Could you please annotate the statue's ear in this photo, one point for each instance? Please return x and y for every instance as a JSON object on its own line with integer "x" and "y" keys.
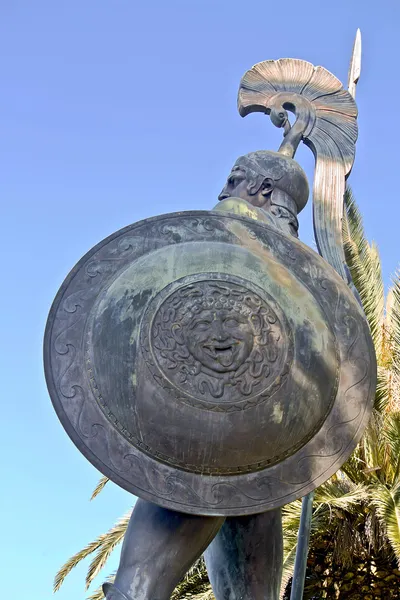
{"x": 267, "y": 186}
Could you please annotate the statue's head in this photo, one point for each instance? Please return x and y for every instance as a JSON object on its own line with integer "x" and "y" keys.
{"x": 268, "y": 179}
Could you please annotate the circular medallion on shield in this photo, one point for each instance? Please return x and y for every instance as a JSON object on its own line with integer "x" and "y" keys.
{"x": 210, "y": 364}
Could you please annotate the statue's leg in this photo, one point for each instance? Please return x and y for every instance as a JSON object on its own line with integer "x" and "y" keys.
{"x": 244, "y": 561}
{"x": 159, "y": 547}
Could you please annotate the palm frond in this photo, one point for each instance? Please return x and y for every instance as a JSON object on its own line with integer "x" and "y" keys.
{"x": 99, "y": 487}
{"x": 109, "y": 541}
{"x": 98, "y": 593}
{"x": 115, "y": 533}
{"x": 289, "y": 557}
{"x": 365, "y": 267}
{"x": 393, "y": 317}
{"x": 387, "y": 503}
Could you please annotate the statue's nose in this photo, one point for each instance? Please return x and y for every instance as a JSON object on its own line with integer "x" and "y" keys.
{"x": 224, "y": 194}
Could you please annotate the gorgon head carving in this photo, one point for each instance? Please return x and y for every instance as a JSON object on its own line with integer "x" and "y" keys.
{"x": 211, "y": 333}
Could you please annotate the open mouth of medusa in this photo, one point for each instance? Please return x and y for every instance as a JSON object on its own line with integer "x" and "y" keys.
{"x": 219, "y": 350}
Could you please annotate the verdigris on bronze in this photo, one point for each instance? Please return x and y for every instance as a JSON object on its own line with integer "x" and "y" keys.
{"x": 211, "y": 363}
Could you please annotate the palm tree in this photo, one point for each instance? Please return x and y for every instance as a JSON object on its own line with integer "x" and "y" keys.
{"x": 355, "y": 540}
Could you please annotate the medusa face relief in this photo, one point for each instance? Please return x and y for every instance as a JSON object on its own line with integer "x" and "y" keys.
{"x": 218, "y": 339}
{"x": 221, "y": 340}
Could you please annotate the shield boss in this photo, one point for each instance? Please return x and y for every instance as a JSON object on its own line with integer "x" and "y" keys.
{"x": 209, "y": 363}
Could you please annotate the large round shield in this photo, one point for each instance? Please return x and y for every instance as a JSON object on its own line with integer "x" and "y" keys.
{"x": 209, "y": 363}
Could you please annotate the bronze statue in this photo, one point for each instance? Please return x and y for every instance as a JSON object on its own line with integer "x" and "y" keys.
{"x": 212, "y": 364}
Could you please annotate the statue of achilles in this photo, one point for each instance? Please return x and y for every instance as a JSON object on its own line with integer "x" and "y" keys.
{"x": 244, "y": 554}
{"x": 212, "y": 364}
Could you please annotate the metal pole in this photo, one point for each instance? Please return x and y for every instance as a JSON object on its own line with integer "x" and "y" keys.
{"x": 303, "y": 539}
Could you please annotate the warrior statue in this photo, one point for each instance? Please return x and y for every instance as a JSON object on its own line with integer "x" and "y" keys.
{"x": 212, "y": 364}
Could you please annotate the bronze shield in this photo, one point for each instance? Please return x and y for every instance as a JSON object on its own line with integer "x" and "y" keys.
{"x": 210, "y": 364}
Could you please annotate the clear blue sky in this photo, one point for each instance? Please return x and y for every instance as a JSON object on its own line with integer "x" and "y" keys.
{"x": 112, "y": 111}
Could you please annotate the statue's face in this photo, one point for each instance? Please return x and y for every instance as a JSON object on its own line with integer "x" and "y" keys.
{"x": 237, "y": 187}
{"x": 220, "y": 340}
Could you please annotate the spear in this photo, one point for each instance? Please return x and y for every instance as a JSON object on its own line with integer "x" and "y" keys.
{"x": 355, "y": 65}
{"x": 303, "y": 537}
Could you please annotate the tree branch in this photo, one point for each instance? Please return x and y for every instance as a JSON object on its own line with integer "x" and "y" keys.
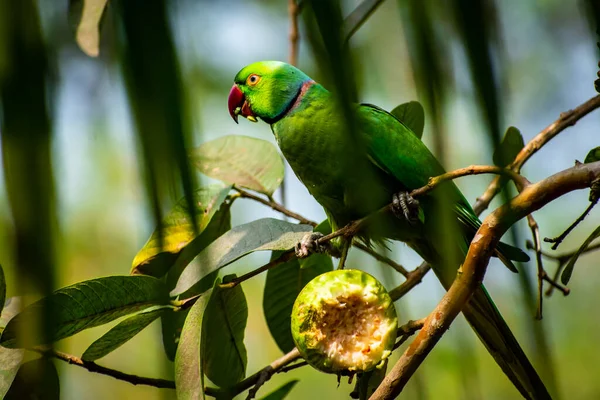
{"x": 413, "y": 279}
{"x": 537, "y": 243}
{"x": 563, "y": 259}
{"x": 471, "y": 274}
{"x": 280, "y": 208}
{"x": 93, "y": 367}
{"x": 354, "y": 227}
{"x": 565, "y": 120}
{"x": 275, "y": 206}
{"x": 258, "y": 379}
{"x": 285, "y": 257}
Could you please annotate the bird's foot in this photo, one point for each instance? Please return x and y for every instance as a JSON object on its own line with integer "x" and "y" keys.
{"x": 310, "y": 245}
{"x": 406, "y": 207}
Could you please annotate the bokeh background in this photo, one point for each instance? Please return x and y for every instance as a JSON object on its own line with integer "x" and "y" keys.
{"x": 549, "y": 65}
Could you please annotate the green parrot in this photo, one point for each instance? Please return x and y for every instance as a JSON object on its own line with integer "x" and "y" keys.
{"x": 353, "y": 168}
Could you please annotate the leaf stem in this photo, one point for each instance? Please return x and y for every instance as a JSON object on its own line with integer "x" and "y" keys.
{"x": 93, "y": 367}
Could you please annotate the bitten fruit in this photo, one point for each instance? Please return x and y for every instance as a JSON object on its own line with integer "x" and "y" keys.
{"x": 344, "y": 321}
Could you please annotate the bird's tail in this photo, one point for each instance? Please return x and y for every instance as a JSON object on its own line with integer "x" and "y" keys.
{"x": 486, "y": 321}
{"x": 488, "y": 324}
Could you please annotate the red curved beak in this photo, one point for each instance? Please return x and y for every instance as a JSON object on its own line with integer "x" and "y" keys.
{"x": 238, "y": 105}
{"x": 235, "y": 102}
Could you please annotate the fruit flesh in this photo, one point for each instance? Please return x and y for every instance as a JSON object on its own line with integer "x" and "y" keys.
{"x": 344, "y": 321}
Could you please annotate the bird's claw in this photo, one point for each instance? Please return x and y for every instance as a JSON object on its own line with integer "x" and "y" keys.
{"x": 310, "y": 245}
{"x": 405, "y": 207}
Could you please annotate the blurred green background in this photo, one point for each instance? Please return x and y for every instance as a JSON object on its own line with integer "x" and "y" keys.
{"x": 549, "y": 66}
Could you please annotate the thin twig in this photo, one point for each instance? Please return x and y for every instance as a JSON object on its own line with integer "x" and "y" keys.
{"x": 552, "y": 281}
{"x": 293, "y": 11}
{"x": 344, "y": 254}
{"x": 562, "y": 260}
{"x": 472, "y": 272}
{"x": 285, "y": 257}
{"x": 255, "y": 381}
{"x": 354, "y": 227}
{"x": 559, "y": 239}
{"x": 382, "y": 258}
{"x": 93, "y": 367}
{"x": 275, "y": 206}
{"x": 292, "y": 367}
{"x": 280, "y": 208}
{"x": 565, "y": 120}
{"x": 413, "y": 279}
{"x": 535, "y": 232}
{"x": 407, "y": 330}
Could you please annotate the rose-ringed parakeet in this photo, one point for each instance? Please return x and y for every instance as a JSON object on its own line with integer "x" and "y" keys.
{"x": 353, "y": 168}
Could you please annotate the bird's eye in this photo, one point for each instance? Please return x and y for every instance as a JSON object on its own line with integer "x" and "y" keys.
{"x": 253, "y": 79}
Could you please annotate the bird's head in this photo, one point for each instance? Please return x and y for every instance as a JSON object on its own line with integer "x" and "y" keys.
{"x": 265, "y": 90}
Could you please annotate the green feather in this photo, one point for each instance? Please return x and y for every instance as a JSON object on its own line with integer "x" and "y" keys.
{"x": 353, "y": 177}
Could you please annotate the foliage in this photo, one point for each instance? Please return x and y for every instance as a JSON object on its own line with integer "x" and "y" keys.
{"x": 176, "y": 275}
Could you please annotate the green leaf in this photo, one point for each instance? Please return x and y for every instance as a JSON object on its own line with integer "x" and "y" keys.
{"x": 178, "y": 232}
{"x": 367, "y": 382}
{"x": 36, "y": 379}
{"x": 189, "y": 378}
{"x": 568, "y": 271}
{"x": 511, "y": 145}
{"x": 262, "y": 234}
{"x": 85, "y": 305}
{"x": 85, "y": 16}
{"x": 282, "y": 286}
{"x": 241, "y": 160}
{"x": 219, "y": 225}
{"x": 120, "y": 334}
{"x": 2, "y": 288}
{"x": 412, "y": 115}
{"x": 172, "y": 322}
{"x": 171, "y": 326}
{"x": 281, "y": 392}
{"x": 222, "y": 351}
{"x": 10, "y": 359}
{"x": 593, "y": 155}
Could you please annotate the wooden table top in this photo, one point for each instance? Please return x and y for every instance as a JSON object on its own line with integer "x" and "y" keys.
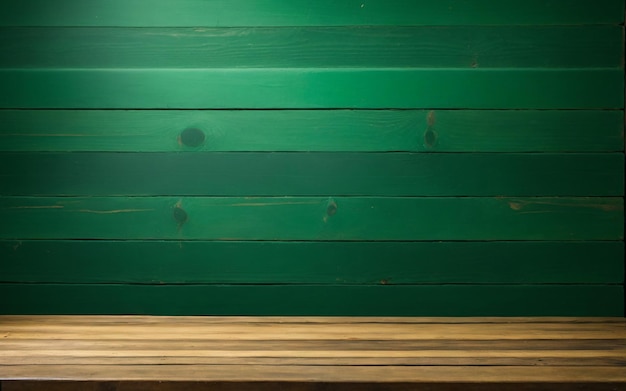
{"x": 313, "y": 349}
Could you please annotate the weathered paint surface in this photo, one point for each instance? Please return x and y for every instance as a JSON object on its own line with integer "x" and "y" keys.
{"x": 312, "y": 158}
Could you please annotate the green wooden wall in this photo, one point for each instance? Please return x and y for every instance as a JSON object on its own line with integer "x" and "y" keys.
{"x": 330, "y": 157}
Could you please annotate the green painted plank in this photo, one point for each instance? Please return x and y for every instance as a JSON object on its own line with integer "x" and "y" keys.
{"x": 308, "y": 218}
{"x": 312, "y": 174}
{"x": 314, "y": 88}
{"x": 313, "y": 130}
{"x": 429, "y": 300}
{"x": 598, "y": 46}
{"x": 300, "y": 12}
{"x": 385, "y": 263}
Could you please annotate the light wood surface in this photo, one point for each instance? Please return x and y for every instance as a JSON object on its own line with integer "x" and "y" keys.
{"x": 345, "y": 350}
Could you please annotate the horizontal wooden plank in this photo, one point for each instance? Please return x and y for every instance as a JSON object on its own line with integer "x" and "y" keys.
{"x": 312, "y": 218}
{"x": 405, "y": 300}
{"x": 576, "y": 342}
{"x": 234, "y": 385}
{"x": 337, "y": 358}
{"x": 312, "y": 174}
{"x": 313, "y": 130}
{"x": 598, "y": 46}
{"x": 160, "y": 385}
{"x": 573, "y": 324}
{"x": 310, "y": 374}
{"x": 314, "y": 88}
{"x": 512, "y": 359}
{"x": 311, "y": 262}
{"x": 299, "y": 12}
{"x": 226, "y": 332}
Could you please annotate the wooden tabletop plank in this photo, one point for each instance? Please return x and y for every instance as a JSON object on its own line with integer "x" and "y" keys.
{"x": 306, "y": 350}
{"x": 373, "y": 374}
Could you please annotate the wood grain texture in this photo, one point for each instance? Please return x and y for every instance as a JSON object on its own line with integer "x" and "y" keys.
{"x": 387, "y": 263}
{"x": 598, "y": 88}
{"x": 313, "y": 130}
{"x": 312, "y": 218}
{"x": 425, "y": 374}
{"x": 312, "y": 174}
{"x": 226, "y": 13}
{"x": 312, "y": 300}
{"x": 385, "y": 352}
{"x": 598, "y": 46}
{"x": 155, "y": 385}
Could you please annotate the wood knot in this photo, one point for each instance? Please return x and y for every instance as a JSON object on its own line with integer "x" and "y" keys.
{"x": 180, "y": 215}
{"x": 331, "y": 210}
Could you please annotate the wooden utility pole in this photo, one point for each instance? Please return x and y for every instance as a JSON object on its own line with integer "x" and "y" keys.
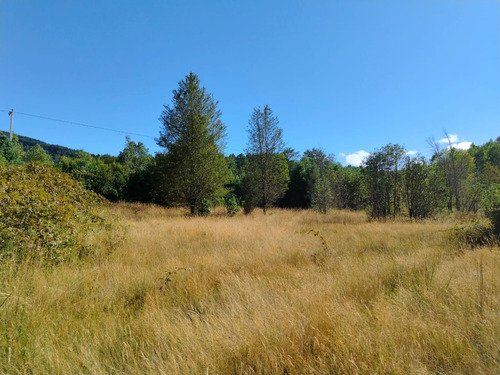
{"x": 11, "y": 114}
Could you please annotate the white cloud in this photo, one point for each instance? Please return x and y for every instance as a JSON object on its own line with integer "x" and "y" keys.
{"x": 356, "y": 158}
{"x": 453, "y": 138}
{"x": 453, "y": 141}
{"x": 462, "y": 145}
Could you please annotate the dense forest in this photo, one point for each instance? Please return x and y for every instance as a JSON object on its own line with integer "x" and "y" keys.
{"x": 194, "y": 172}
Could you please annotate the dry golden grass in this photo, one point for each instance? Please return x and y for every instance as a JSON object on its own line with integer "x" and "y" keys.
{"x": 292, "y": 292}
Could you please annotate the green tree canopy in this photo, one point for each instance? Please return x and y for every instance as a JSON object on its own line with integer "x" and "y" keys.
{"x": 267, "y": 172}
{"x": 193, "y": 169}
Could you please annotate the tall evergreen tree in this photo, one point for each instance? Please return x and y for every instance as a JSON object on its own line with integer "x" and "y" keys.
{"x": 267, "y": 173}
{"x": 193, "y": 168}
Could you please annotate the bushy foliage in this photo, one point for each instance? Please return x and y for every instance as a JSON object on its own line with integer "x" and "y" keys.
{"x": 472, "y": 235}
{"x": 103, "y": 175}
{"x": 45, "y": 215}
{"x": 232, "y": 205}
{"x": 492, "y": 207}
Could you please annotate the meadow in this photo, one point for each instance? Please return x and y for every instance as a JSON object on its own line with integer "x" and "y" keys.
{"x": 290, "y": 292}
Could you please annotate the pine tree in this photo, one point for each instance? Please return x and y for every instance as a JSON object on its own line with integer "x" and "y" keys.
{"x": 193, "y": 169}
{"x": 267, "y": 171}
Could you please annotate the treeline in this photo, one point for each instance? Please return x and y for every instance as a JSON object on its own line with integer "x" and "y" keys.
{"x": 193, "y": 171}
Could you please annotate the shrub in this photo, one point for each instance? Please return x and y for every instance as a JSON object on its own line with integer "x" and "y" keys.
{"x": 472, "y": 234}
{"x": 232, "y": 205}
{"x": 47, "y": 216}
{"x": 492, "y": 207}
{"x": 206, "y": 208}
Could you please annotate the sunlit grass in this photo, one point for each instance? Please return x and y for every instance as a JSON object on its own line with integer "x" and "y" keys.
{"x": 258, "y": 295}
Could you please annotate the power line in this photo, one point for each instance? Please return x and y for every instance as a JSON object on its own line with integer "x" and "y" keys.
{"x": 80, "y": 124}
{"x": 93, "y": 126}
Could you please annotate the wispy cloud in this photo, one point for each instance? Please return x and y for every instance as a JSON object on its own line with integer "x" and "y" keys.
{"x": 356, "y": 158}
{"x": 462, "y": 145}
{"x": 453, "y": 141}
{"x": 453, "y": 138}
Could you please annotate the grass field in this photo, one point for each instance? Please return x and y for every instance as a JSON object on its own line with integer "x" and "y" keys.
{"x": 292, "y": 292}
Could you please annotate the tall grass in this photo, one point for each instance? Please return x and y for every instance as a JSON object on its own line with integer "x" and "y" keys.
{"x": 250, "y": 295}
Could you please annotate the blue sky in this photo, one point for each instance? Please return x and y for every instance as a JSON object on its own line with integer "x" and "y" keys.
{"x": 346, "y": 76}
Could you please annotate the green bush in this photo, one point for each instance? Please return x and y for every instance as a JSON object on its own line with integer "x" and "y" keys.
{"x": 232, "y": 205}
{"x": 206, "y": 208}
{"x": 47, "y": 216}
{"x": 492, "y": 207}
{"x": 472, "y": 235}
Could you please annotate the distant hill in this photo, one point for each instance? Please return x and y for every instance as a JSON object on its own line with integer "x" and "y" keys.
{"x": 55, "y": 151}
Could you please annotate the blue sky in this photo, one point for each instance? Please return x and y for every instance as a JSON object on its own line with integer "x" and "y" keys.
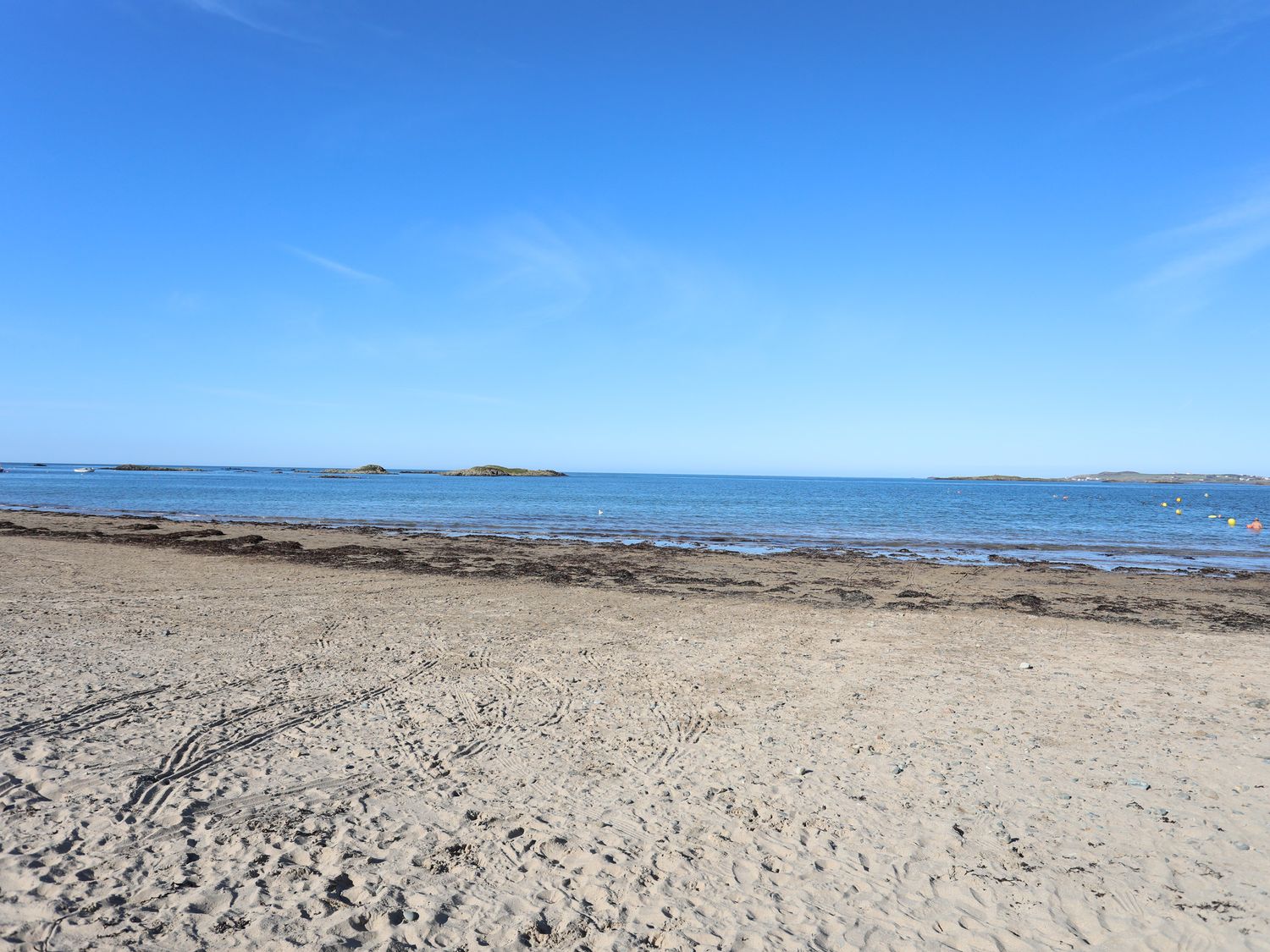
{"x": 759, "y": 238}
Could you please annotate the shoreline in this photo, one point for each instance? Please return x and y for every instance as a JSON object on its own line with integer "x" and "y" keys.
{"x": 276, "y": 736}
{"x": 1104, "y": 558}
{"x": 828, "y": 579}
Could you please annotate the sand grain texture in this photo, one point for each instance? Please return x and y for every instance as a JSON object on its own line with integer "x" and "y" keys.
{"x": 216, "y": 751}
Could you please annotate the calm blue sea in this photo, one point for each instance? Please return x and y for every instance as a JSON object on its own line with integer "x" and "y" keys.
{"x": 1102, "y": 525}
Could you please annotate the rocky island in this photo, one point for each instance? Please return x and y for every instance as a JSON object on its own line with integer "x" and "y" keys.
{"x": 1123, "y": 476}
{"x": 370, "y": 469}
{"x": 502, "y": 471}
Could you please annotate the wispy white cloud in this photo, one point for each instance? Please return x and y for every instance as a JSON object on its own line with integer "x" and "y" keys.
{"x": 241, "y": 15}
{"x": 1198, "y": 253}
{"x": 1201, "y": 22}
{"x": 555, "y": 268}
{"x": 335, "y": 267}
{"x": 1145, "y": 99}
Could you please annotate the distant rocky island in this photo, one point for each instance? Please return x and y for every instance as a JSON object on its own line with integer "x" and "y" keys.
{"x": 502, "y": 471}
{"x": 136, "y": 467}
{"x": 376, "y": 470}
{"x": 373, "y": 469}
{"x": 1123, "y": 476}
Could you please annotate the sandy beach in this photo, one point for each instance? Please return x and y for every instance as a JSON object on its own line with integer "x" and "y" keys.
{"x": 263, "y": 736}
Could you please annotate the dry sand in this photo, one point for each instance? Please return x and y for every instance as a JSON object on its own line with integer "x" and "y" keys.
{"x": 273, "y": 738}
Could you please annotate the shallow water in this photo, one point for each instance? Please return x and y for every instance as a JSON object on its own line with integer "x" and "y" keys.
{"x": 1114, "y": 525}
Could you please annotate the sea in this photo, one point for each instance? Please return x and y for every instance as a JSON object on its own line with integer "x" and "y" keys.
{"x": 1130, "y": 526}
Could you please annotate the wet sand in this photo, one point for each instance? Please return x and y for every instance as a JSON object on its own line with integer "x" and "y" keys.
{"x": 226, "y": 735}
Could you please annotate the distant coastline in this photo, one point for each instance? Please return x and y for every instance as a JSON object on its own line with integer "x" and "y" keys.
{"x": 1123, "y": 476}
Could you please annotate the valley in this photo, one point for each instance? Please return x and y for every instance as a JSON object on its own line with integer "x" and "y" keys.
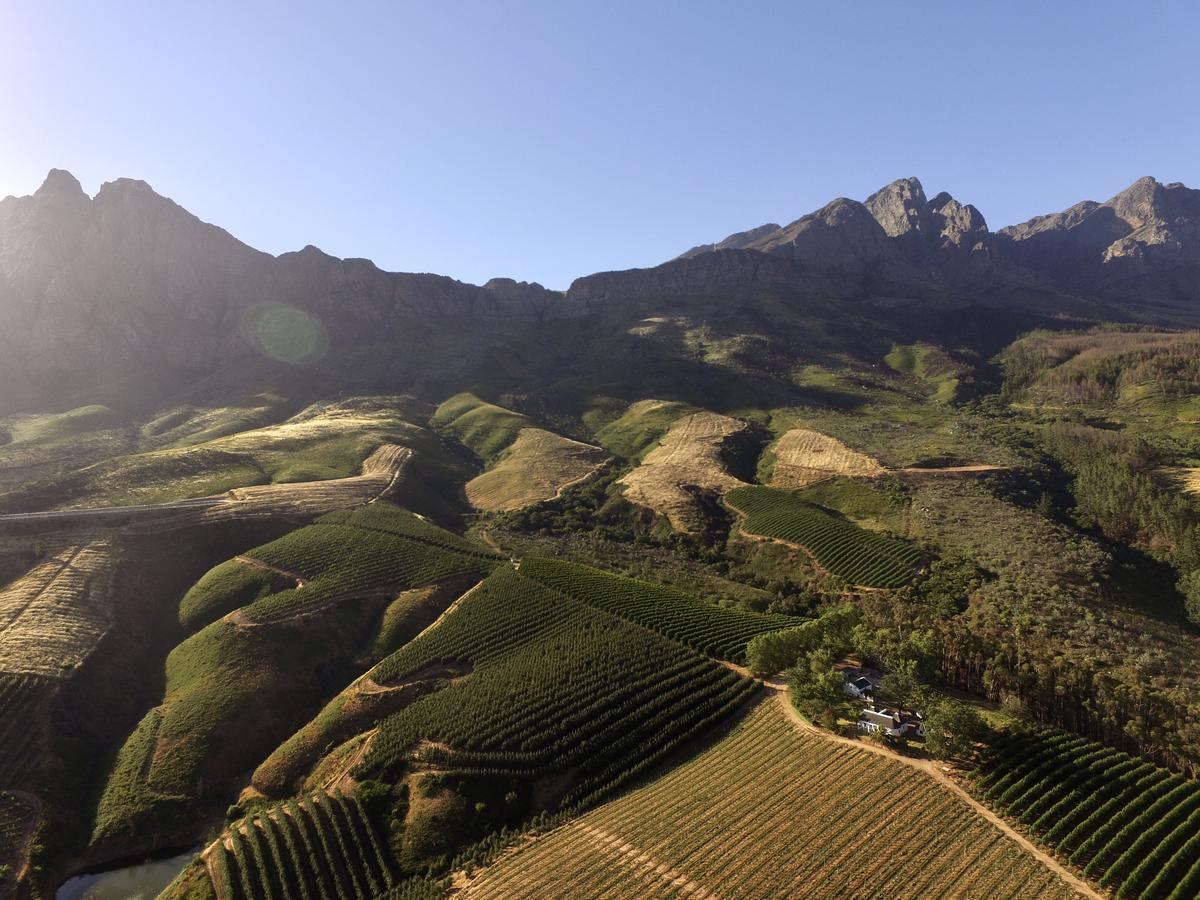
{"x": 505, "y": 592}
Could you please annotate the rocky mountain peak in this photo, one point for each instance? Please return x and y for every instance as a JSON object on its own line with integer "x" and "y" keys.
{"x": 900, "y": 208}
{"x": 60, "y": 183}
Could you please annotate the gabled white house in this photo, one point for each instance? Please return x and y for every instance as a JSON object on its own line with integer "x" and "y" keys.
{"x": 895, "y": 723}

+---+

WRITTEN REQUEST: Output exactly the lines from the one containing "Could you please annotate the valley" through the last line of the records above, both included, and leave out the pictures.

ANSWER FOR THE TASK:
Could you please annotate the valley in this photo, one point for each instance? Please return x and y for every instance as a JSON object on its own line with integer "x" and "y" keys.
{"x": 505, "y": 592}
Could you please annotate the rocky mountain peak in this photo, one point for each instance? Please return x and y for every instance as a JSON object on its own line with integer "x" and "y" keys.
{"x": 900, "y": 208}
{"x": 60, "y": 183}
Could you please annotate the gabled white house in this photo, one point for each instance? Please return x and y for every instance as a JSON object on its own line with integer "x" and "y" keys.
{"x": 895, "y": 723}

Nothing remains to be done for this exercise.